■ Work to complete ■
**1.** List every dollar amount that appears in the news piece about wrongful-arrest compensation.
**2.** According to the news piece about wrongful-arrest compensation, why did the case against Cees B. collapse in 2005?
**3.** Translate this sentence from the news piece about wrongful-arrest compensation into Spanish: "DNA evidence confirmed his confession and proved the jailed man’s innocence."

■ Text passage ■
---+---

Released man paid $718,000


Tags: Excerpts from the Windmill

THE HAGUE - The Dutch government has paid $16 million in compensation last year to individuals wrongly arrested, jailed or convicted. On average, each person received $3,575. One innocent man, recently freed after 4.5 years, was granted a payment of $718,000. In 2001, Cees B. had been sentenced to eighteen years and psychiatric care for killing a 10-year old girl in Schiedam, near Rotterdam.

B., allegedly a pedophile who was never convicted, had confessed to the murder of the girl and the attempted murder of a boy during the same incident. Although he recanted his story soon, prosecutors through unsubstantiated DNA-testing, were convinced of his guilt.

The case against the man only unhinged in 2005, when another man, arrested for attempted rape, confessed to the murder of Nienke Kleiss. DNA evidence confirmed his confession and proved the jailed man’s innocence. An investigation into the first court case revealed that prosecutors did not relate to the judge various DNA experts’ strong doubts about a link to the first suspect. The mistakes and the suppressed evidence in the 2001 court case, since have led to new recommendations on how to deal with DNA evidence, the chain of evidence and the conduct of prosecutors.

In the last couple of years, the government paid huge amounts of compensation in two other high-profile cases. In 2004, a man received $150,000 following his release from incarceration for his alleged role in the deadly explosions and fires at the Enschede fireworks manufacturer. Two men, wrongfully jailed for seven years for the 1994 murder of Putten stewardess Christel Ambrosius, together received $2.15 million. Their release however transferred the murder of the woman into the category of ‘unsolved crimes.’

---+---

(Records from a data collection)
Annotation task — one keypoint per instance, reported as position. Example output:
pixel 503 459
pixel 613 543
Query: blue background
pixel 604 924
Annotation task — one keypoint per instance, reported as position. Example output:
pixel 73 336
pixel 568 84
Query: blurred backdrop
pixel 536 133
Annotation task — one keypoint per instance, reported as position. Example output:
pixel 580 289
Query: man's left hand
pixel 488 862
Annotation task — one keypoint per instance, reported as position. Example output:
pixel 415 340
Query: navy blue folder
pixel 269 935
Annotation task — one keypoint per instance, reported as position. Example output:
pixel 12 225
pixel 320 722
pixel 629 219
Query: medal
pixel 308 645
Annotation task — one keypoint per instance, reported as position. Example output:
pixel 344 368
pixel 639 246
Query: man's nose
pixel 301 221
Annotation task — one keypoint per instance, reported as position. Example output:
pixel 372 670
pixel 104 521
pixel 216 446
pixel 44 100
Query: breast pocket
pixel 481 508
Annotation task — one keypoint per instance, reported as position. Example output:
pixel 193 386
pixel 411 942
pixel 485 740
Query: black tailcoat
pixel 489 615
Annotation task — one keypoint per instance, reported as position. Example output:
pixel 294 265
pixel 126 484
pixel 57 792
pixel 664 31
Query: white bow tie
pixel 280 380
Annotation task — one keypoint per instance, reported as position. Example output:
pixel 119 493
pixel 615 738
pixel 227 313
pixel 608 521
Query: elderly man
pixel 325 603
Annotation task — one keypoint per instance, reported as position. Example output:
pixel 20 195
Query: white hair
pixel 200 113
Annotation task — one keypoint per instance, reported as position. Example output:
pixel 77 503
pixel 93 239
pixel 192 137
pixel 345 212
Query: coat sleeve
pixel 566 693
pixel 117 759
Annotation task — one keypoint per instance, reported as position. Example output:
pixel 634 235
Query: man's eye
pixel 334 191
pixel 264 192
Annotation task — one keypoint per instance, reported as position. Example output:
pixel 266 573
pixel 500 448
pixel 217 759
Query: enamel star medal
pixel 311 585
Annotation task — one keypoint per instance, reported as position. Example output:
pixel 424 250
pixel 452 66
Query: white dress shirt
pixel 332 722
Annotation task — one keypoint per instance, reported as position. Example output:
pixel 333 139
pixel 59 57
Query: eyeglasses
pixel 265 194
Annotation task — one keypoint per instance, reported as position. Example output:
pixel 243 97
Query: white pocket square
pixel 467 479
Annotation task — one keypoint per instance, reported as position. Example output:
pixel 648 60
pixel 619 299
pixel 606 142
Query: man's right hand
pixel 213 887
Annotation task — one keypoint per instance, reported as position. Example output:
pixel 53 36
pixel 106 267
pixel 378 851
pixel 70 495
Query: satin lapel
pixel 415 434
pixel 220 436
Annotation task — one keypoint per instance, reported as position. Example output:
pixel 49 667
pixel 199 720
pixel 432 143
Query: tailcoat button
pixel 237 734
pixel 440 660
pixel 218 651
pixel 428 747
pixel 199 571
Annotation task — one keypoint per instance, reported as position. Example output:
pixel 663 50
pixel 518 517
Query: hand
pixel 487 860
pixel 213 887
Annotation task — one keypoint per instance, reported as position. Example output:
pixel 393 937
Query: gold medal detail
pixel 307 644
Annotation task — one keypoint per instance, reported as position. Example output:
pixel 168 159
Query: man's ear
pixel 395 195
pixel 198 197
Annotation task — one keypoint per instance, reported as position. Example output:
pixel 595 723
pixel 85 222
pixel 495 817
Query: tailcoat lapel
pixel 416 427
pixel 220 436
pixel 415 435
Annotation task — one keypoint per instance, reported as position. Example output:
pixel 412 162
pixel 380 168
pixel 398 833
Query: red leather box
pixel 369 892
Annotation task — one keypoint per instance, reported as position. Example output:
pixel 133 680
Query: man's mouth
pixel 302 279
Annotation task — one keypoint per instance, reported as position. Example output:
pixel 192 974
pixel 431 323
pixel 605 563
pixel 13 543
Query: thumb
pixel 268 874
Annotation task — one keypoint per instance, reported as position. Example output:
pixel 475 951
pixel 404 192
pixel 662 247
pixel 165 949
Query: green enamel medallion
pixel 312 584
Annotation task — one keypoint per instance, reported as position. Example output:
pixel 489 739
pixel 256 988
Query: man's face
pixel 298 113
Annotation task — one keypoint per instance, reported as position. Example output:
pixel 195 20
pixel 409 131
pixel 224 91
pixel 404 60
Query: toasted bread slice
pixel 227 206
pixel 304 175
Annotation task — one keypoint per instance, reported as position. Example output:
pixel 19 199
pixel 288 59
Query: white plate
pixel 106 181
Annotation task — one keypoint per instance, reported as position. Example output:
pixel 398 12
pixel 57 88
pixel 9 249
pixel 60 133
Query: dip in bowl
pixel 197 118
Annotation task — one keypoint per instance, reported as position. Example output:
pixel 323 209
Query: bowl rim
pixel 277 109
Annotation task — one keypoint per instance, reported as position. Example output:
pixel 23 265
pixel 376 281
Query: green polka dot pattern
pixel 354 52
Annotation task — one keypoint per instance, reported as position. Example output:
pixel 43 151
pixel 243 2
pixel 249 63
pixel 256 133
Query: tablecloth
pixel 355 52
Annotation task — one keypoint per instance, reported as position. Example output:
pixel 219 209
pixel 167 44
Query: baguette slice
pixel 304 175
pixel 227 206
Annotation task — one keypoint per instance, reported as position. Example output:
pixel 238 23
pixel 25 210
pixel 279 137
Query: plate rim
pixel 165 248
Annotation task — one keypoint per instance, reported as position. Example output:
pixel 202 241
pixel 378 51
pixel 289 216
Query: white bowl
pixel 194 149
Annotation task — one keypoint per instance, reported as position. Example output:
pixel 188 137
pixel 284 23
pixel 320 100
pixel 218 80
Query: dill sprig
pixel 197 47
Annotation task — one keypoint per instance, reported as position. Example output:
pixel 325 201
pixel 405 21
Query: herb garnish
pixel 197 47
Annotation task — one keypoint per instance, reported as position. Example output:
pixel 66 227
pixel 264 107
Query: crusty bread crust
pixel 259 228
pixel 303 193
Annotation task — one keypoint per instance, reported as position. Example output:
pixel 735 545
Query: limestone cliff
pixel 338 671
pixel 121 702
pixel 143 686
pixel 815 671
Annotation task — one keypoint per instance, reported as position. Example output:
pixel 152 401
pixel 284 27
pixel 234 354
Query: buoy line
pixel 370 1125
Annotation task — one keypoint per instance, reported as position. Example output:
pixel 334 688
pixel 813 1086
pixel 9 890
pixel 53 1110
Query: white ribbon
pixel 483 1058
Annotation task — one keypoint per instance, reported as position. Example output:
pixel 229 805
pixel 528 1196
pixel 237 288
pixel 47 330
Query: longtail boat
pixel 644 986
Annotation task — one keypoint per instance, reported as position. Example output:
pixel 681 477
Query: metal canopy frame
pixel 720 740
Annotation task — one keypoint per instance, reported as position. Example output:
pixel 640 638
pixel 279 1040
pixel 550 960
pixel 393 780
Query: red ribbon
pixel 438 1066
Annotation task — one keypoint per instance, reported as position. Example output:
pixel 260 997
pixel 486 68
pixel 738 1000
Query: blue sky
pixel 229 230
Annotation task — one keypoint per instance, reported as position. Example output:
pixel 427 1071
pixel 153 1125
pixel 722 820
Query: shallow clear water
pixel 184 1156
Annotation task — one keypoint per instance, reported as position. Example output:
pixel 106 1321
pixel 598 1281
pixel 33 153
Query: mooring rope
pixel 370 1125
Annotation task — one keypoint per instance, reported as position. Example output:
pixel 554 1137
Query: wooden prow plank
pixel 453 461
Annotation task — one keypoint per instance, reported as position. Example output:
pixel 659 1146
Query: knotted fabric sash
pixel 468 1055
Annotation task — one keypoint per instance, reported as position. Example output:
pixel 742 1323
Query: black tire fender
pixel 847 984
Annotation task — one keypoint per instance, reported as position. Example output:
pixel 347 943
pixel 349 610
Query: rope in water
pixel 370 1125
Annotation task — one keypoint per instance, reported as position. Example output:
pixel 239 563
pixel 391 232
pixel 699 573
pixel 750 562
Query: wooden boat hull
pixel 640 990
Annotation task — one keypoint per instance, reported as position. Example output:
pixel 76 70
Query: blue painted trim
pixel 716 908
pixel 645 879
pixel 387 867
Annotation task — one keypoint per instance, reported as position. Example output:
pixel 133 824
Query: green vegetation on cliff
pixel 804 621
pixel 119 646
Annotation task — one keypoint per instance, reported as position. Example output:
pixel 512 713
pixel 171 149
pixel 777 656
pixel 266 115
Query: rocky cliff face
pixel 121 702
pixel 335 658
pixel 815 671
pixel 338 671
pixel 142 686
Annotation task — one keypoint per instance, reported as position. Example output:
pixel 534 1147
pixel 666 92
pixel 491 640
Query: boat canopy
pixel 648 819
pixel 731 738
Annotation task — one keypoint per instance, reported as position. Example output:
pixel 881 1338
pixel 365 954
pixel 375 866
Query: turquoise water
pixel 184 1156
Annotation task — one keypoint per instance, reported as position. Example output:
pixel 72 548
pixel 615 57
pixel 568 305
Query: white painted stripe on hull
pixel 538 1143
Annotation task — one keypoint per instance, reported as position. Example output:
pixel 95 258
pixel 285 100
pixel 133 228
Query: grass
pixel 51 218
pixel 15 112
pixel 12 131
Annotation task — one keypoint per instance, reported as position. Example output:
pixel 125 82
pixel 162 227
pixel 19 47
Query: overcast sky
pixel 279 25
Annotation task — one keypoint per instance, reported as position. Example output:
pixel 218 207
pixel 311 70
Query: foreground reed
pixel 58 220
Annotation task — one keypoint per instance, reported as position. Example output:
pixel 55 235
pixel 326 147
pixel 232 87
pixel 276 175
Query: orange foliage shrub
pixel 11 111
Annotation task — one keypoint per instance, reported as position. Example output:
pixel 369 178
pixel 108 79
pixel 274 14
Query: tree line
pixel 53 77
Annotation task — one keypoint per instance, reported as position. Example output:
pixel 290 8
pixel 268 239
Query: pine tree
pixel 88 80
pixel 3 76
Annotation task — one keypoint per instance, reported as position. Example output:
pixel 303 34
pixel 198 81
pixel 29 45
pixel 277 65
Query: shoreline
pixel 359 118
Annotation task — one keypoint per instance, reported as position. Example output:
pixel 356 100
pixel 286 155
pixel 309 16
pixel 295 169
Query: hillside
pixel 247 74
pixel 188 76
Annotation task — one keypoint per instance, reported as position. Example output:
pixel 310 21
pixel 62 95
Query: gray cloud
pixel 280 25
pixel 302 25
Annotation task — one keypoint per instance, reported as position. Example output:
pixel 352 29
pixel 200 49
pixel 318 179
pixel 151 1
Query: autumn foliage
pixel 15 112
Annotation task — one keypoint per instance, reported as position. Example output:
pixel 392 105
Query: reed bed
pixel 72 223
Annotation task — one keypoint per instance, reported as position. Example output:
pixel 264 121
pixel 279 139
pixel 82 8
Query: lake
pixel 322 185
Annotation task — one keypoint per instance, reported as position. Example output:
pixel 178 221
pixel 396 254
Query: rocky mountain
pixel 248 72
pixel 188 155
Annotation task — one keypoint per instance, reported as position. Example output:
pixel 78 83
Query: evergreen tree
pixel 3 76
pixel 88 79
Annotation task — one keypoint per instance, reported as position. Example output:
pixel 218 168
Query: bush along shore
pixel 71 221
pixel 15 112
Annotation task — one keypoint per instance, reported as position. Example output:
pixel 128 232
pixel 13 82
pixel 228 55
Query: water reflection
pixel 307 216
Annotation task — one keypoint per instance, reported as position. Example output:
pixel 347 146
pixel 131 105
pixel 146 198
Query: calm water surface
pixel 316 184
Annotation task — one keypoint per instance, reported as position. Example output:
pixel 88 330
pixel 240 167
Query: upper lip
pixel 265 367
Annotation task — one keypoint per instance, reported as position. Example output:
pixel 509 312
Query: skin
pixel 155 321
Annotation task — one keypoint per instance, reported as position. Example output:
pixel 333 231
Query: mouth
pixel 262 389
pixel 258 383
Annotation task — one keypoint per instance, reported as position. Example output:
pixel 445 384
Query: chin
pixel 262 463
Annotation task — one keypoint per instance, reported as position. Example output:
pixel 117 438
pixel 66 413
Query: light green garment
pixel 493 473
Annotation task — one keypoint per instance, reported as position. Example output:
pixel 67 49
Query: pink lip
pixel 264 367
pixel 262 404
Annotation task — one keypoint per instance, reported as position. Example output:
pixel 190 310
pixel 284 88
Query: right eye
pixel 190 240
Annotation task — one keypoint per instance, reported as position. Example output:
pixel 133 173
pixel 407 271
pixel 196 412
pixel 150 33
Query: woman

---+---

■ Results ■
**1.** $718,000; $16 million; $3,575; $150,000; $2.15 million

**2.** In 2005, a different man who had been arrested for attempted rape confessed to murdering Nienke Kleiss. DNA evidence then confirmed his confession and proved that the jailed man was innocent.

**3.** Las pruebas de ADN confirmaron su confesión y demostraron la inocencia del hombre encarcelado.